EXTRAIT DU TEXTE:
Vous êtes ambassadeur de la France au Canada depuis septembre 2022, c’était votre premier voyage à Winnipeg. Quel était le but de ce séjour? 

Avant d’avoir ce poste, j’étais ambassadeur de la France au Brésil. Et je remarque plusieurs points communs entre le Brésil et le Canada, pas en termes de thermomètre! (rires), Mais ce que j’ai appris là-bas, c’est que si vous voulez connaître un peu le pays et en tout cas mener la politique que vous demande de mener votre gouvernement, le gouvernement fédéral, c’est nécessaire, mais pas suffisant.

Beaucoup de choses se font avec les gouvernements provinciaux. Surtout dans les domaines de l’éducation ou l’économie. Je suis donc dans un exercice d’investissement et de découverte du pays et de mes interlocuteurs. 

À Winnipeg, vous avez découvert une communauté franco-phone très diverse, qu’en avez-vous pensé? 

Je l’ai trouvée très vivante et pas très simple. Entre les Franco-manitobains, les Métis, les francophones qui viennent d’Afrique subsaharienne ou d’Afrique du Nord, il y a un mélange intéressant. Mais ce qui est très important, c’est qu’on voit qu’il y a une vraie vitalité. 

Et je pense que la première ministre française viendra bientôt à Ottawa. Je veux faire pour elle un dîner avec des parlementaires manitobains, acadiens et d’autres pour qu’elle réalise que la francophonie au Canada, ce n’est pas juste l’accent québécois. C’est plus complexe que ça. 

Vous êtes venu à Winnipeg pour la Journée internationale de la francophonie. En quoi il était important de venir à ce moment-là? Et qu’est-ce que représente la francophonie pour vous? 

La facilité pour moi était de rester à Ottawa et de participer aux grandes manifestations qu’offrait Mélanie Joly. J’ai préféré le Manitoba et rencontré les communautés francophones locales. Ça fait partie de mon rôle de faire briller la langue française, c’est très enthousiasmant. Mais la francophonie, ce n’est pas uniquement la langue, c’est une vision de la société. 

J’ai des instructions très précises du président de la République qui visent à en faire plus et développer le nombre d’enfants éduqués en français. L’objectif est de le doubler. 

Comment faire pour améliorer et aider l’éducation en français? 

Je ne suis pas à la place du gouvernement du Manitoba, mais ce que je peux faire, c’est aider à la certification du niveau. Voir aussi dans quelle mesure nous pouvons promouvoir la formation d’enseignants ou leur maintien. Dans certaines provinces, la politique d’immersion a été contestée, car trop médiocre. Ce n’est pas le cas au Manitoba, car je comprends qu’ici ça fonctionne et que c’est efficace. De plus je cherche à promouvoir une francophonie offensive qui n’est pas que pour les francophones. Je cherche aussi à capter les communautés anglophones qui veulent et qui trouvent un intérêt dans cette forme d’enseignement.

CONSIGNES:
a) Dans l'entretien sur la francophonie au Manitoba, quel objectif est fixé pour le nombre d'enfants éduqués en français ?
b) Recopiez tel quel le passage de l'entretien sur la francophonie au Manitoba, depuis « Beaucoup de choses » jusqu'à « de mes interlocuteurs. » inclus.
c) Donnez la suite de l'entretien sur la francophonie au Manitoba, en partant de sa dernière phrase.

DONNÉES FOURNIES:

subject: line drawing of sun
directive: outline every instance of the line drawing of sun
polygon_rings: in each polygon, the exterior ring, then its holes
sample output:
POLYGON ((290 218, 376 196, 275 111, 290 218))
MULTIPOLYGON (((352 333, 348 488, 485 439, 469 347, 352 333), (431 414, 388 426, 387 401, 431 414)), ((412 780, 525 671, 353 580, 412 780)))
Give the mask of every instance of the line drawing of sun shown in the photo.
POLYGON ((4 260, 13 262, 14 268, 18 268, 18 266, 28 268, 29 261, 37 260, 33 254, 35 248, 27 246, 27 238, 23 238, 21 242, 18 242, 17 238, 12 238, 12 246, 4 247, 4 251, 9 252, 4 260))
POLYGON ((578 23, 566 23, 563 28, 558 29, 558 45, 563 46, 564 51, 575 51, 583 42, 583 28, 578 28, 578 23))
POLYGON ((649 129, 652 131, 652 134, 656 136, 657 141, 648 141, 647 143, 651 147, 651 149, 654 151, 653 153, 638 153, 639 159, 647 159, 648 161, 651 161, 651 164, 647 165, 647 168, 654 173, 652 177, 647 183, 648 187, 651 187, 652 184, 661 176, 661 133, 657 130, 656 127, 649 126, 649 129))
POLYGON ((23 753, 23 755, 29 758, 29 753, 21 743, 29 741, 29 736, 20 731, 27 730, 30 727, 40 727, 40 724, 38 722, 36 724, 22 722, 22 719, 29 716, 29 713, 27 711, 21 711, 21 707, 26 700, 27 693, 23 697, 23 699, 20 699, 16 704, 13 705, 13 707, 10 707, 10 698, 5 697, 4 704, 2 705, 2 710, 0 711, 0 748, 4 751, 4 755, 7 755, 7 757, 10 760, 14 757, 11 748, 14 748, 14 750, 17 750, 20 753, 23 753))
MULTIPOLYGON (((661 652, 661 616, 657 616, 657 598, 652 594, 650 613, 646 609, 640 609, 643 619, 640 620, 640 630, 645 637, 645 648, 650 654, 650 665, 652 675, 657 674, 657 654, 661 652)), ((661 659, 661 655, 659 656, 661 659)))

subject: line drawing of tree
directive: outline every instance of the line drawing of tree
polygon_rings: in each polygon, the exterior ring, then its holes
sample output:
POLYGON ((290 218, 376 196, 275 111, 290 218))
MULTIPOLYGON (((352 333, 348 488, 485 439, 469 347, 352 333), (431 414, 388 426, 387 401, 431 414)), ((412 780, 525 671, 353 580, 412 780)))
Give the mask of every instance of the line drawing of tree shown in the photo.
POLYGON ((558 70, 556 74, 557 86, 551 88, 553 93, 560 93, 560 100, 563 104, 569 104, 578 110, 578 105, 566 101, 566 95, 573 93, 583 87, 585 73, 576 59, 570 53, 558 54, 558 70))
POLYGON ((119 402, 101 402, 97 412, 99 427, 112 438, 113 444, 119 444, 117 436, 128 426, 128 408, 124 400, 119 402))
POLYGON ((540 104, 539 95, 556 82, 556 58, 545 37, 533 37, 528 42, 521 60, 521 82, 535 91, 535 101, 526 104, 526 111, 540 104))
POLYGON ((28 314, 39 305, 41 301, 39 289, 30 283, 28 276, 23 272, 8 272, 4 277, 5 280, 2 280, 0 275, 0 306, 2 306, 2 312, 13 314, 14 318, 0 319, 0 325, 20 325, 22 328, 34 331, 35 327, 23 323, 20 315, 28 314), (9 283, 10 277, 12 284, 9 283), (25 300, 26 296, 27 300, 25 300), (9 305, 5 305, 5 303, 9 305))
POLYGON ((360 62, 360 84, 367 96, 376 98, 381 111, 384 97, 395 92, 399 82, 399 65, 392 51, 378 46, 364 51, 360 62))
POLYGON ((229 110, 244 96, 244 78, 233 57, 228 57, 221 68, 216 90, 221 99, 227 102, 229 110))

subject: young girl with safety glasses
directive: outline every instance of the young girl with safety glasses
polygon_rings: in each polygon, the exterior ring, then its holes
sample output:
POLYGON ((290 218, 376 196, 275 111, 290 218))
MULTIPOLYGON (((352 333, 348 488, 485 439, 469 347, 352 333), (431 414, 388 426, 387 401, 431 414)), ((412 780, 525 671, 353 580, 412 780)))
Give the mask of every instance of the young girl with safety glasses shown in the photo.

RÉPONSES FOURNIES:
a) L'objectif est de doubler ce nombre.

b)
Beaucoup de choses se font avec les gouvernements provinciaux. Surtout dans les domaines de l’éducation ou l’économie. Je suis donc dans un exercice d’investissement et de découverte du pays et de mes interlocuteurs.

c)
On a notamment ouvert une nouvelle école au Nouveau- Brunswick. Et on ne l’ouvre pas à Moncton, mais à Saint John. Il faut donc que ce bilinguisme canadien qui est constitutionnel soit effectif. On pense aussi à des coopérations universitaires ou encore de la réflexion sur la reconnaissance de certains diplômes. 

Le Canada et la France sont deux pays amis et alliés, quel est le niveau de relation entre les deux pays présentement? 

La relation est très bonne, excellente. Mais c’est finalement, pour un diplomate, ce qu’il y a de plus difficile. Quand les relations fonctionnent, il y a de la paresse. On pense que les choses se font parce que ça se passe bien, mais ce n’est pas du tout le cas. 

Aujourd’hui, nous avons des intérêts majeurs sur la guerre en Ukraine, nos liens avec l’Organisation du traité de l’Atlantique Nord (OTAN), notre accord de commerce bilatéral France-Canada (CETA). Nous avons une relation animée par plusieurs moteurs. Il y a aussi une pression migratoire et le souci de recruter plus de Français, encore faut-il que l’administration fédérale suive. Mais elle est elle-même prisonnière de choix courageux notamment sur l’immigration ukrainienne.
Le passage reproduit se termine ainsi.